----- Extrait du texte -----

Le film se constitue de façon assez claire.

  • On suit l'ordre de l'action, à de rares (et bizarres) entorses près : de la rencontre à la Fontaine jusqu'à la mort (du moins on le présume, il ne restait plus que l'acte V lorsque nous sommes sorti).
  • Chaque scène de chaque acte, abordée méthodiquement, est précédée d'une citation en exergue (censée mettre en valeur la poésie universelle et allusive de Maeterlinck), et se concentre généralement sur un moment intense, l'acmé de la scène.
  • Au fil de l'action, les participants sont interrogés, essentiellement les russes (chanteurs instrumentistes), à l'exception d'Olivier Py bien sûr, et de François Le Roux. Chaque moment est l'occasion.
  • Aucune scène n'est filmée en entier, Béziat privilégie les interludes et les transitions, et puis quelques répliques fortes. J'aimerais mieux avoir perdu ce que j'ai, plutôt que d'avoir perdu cette bague !
  • On dévie souvent sur le quotidien des russes qui participent à l'aventure.


L'image est belle, bien qu'elle souffre de la monochromie (bleu-gris et blanc cru) et du décor - certes tournant - finalement unique de Py. La caméra, en tournoyant, joue de la verticalité des barreaux du décor, filme volontiers près, et parfois flou ou décadré, avec un réel bonheur.

----- Matériel fourni -----

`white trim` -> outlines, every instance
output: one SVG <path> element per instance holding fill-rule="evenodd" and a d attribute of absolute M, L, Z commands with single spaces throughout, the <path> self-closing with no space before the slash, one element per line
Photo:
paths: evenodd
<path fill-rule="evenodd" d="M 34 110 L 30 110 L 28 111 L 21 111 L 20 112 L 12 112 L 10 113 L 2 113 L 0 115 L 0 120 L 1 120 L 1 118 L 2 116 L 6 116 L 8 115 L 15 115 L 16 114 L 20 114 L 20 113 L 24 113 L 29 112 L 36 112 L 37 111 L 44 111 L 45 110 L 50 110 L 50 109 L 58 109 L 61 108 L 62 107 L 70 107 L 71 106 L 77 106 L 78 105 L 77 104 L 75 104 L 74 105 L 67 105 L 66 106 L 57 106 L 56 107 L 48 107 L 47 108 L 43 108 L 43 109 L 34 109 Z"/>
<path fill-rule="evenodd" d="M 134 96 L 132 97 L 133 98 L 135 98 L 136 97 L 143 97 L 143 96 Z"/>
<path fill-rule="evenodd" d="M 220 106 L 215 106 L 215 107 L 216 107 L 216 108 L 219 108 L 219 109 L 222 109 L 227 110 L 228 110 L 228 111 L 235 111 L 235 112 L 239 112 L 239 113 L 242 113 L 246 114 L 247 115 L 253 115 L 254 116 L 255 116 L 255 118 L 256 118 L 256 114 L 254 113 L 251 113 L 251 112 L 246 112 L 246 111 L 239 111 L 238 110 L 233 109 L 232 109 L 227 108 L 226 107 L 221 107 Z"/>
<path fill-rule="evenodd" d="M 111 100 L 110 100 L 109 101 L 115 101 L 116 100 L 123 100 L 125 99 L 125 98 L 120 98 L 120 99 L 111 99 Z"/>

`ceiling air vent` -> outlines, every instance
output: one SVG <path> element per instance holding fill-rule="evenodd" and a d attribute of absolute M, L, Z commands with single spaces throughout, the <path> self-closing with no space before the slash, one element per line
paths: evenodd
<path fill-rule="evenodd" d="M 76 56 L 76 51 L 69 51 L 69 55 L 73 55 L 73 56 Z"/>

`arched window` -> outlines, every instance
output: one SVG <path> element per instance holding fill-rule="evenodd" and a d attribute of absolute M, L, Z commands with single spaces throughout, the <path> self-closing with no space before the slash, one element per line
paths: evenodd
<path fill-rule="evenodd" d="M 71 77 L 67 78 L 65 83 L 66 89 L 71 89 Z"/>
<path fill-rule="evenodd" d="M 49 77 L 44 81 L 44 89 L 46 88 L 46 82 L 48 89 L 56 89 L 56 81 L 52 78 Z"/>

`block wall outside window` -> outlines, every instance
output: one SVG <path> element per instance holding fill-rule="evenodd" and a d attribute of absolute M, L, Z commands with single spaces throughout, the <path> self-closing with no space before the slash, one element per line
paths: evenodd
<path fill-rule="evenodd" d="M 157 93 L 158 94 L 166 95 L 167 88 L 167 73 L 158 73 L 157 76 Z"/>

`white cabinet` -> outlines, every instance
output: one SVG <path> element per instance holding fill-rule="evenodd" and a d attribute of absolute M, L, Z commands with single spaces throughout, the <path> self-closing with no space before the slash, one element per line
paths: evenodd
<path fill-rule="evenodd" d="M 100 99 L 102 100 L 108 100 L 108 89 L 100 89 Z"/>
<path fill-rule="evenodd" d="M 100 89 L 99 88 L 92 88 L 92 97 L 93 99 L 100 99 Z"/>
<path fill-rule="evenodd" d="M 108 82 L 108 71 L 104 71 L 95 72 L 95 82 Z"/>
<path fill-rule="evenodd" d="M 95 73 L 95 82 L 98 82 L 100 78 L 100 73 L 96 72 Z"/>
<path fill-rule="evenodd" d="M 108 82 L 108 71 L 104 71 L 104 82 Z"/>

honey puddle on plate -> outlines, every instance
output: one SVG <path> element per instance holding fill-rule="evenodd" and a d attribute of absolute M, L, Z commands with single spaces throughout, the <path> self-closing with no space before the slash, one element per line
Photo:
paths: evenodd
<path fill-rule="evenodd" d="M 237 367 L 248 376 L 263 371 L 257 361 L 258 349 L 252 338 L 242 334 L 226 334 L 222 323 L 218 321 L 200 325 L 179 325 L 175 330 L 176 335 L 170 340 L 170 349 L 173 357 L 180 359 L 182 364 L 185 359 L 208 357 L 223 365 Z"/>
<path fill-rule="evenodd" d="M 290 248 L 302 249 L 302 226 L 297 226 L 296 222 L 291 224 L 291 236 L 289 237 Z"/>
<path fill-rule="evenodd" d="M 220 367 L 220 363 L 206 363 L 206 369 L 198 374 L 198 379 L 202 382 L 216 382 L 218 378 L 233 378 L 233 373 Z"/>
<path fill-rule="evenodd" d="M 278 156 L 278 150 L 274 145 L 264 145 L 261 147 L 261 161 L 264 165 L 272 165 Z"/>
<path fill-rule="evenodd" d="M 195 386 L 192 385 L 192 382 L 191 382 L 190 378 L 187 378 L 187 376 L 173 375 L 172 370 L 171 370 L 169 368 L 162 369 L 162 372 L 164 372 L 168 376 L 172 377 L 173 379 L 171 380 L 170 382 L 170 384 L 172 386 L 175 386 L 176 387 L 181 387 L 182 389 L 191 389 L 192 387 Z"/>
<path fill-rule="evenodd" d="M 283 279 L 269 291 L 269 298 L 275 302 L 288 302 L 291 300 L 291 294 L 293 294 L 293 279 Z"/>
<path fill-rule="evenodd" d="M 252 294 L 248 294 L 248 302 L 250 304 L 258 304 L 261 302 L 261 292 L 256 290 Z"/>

-----

Série d'exercices ::
A – Relevez tous les noms de personnes mentionnés dans l'extrait sur le film.
B – Restituez à l'identique le passage de l'extrait sur le film qui commence par « L'image est belle, bien » et se termine par « un réel bonheur. ».

Résultats ::
A – Maeterlinck, Olivier Py, François Le Roux, Béziat

B –
L'image est belle, bien qu'elle souffre de la monochromie (bleu-gris et blanc cru) et du décor - certes tournant - finalement unique de Py. La caméra, en tournoyant, joue de la verticalité des barreaux du décor, filme volontiers près, et parfois flou ou décadré, avec un réel bonheur.